## Task
Retype the records below exactly. Leave nothing out.

## Dataset excerpts

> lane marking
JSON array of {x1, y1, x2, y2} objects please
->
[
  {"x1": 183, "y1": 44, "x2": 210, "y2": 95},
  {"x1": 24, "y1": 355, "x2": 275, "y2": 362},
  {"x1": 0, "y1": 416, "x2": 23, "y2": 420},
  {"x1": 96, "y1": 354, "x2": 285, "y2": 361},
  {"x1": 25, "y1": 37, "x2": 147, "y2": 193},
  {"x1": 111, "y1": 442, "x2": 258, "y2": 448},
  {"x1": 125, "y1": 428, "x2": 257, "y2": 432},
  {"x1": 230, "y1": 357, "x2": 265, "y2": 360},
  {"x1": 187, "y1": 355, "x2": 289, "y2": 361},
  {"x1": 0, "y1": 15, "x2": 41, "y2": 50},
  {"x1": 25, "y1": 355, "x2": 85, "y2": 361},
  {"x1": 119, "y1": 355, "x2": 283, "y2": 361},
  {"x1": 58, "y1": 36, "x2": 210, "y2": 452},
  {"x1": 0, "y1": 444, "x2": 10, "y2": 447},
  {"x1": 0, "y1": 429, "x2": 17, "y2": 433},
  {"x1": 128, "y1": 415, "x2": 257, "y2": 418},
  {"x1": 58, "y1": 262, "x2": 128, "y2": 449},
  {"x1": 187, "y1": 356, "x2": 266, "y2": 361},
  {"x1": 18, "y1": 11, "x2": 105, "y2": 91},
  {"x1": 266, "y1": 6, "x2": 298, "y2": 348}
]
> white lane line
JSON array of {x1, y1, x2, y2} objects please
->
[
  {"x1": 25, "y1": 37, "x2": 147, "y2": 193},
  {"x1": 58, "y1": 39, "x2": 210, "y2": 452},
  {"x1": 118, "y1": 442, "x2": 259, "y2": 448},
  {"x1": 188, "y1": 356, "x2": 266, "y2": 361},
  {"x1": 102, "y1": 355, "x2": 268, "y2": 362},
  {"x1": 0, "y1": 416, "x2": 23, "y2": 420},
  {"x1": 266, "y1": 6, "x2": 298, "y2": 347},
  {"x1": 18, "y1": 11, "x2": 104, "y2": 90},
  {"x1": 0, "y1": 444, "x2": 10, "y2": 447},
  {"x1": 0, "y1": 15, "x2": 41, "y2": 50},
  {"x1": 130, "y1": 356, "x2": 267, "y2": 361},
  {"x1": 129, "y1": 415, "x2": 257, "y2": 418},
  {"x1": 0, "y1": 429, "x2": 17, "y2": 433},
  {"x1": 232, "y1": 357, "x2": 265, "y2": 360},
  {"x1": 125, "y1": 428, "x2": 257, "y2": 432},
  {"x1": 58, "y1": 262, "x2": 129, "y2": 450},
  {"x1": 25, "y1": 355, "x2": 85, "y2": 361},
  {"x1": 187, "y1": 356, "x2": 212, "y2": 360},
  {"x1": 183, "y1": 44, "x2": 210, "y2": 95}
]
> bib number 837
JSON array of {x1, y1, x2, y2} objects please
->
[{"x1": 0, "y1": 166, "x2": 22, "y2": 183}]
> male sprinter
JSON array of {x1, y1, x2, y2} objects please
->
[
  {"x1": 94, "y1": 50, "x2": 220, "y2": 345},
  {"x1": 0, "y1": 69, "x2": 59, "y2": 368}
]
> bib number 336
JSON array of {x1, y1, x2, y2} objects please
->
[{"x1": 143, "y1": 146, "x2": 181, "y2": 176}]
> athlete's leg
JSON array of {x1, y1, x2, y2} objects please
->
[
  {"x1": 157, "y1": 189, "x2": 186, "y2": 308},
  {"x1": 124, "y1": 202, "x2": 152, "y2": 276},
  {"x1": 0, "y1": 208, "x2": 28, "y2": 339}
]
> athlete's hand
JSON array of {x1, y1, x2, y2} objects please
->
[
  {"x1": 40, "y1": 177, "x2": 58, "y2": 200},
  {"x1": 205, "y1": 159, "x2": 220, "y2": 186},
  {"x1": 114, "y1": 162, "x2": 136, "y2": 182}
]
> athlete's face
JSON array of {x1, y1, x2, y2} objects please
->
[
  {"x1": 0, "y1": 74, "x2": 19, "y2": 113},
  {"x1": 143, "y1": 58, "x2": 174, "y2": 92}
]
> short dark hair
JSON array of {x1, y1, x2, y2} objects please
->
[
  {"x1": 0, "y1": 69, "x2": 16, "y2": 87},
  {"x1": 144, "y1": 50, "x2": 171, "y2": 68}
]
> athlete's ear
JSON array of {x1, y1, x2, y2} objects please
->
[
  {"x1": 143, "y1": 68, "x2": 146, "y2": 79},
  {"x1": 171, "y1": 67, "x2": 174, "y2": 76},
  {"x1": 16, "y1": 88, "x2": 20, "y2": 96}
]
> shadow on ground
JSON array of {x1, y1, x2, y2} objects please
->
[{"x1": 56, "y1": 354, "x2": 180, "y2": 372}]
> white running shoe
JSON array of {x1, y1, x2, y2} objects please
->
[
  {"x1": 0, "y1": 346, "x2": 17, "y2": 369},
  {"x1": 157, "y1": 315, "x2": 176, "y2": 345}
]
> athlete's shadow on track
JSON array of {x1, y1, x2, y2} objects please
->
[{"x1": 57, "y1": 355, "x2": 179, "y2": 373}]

## Solved exercise
> lane marking
JSON array of {x1, y1, x2, y2} objects please
->
[
  {"x1": 183, "y1": 44, "x2": 210, "y2": 95},
  {"x1": 24, "y1": 355, "x2": 275, "y2": 362},
  {"x1": 0, "y1": 416, "x2": 23, "y2": 420},
  {"x1": 96, "y1": 354, "x2": 285, "y2": 361},
  {"x1": 25, "y1": 37, "x2": 147, "y2": 193},
  {"x1": 111, "y1": 442, "x2": 258, "y2": 448},
  {"x1": 125, "y1": 428, "x2": 257, "y2": 432},
  {"x1": 230, "y1": 357, "x2": 265, "y2": 360},
  {"x1": 187, "y1": 355, "x2": 289, "y2": 361},
  {"x1": 0, "y1": 15, "x2": 41, "y2": 50},
  {"x1": 25, "y1": 355, "x2": 85, "y2": 361},
  {"x1": 119, "y1": 355, "x2": 283, "y2": 361},
  {"x1": 58, "y1": 36, "x2": 210, "y2": 452},
  {"x1": 0, "y1": 444, "x2": 10, "y2": 447},
  {"x1": 0, "y1": 429, "x2": 17, "y2": 433},
  {"x1": 128, "y1": 415, "x2": 257, "y2": 418},
  {"x1": 58, "y1": 262, "x2": 128, "y2": 449},
  {"x1": 187, "y1": 356, "x2": 266, "y2": 361},
  {"x1": 18, "y1": 11, "x2": 105, "y2": 91},
  {"x1": 266, "y1": 6, "x2": 298, "y2": 348}
]
> white lane line
JSON array of {x1, y1, x2, y2} objects please
->
[
  {"x1": 25, "y1": 37, "x2": 147, "y2": 193},
  {"x1": 58, "y1": 39, "x2": 210, "y2": 452},
  {"x1": 118, "y1": 442, "x2": 259, "y2": 448},
  {"x1": 188, "y1": 356, "x2": 266, "y2": 361},
  {"x1": 102, "y1": 355, "x2": 268, "y2": 362},
  {"x1": 0, "y1": 416, "x2": 23, "y2": 420},
  {"x1": 266, "y1": 6, "x2": 298, "y2": 347},
  {"x1": 18, "y1": 11, "x2": 104, "y2": 90},
  {"x1": 0, "y1": 444, "x2": 10, "y2": 447},
  {"x1": 0, "y1": 15, "x2": 41, "y2": 50},
  {"x1": 130, "y1": 356, "x2": 267, "y2": 361},
  {"x1": 129, "y1": 415, "x2": 257, "y2": 418},
  {"x1": 0, "y1": 429, "x2": 17, "y2": 433},
  {"x1": 232, "y1": 357, "x2": 265, "y2": 360},
  {"x1": 125, "y1": 428, "x2": 257, "y2": 432},
  {"x1": 58, "y1": 262, "x2": 129, "y2": 450},
  {"x1": 25, "y1": 355, "x2": 85, "y2": 361},
  {"x1": 187, "y1": 356, "x2": 212, "y2": 360},
  {"x1": 183, "y1": 44, "x2": 210, "y2": 95}
]
> bib number 837
JSON array of {x1, y1, x2, y2} objects please
->
[{"x1": 0, "y1": 166, "x2": 22, "y2": 183}]
> male sprinter
JSON array of {x1, y1, x2, y2} objects please
->
[
  {"x1": 94, "y1": 50, "x2": 220, "y2": 345},
  {"x1": 0, "y1": 69, "x2": 59, "y2": 368}
]
> bib number 336
JSON array of {x1, y1, x2, y2} objects please
->
[{"x1": 143, "y1": 146, "x2": 181, "y2": 176}]
> athlete's leg
JSON array of {x1, y1, x2, y2} objects please
->
[
  {"x1": 157, "y1": 189, "x2": 186, "y2": 308},
  {"x1": 124, "y1": 202, "x2": 152, "y2": 276},
  {"x1": 0, "y1": 208, "x2": 28, "y2": 339}
]
> athlete's hand
JSON array of {x1, y1, x2, y2} objects please
->
[
  {"x1": 40, "y1": 177, "x2": 58, "y2": 200},
  {"x1": 205, "y1": 159, "x2": 220, "y2": 186},
  {"x1": 114, "y1": 162, "x2": 136, "y2": 182}
]
> athlete's face
JSON array of {x1, y1, x2, y2} objects please
->
[
  {"x1": 0, "y1": 74, "x2": 19, "y2": 113},
  {"x1": 143, "y1": 58, "x2": 174, "y2": 92}
]
> short dark hair
JSON array of {x1, y1, x2, y2} objects please
->
[
  {"x1": 0, "y1": 69, "x2": 16, "y2": 87},
  {"x1": 144, "y1": 50, "x2": 171, "y2": 68}
]
> athlete's ear
JSON array of {x1, y1, x2, y2} objects please
->
[
  {"x1": 143, "y1": 68, "x2": 146, "y2": 79},
  {"x1": 171, "y1": 67, "x2": 174, "y2": 76},
  {"x1": 16, "y1": 88, "x2": 20, "y2": 96}
]
> shadow on ground
JSON array of {x1, y1, x2, y2} objects please
->
[{"x1": 56, "y1": 354, "x2": 180, "y2": 372}]
> white running shoe
JSON array of {x1, y1, x2, y2} objects please
->
[
  {"x1": 0, "y1": 346, "x2": 17, "y2": 369},
  {"x1": 157, "y1": 315, "x2": 176, "y2": 345}
]
> athlete's shadow on track
JSON array of {x1, y1, x2, y2} objects please
->
[{"x1": 57, "y1": 355, "x2": 179, "y2": 373}]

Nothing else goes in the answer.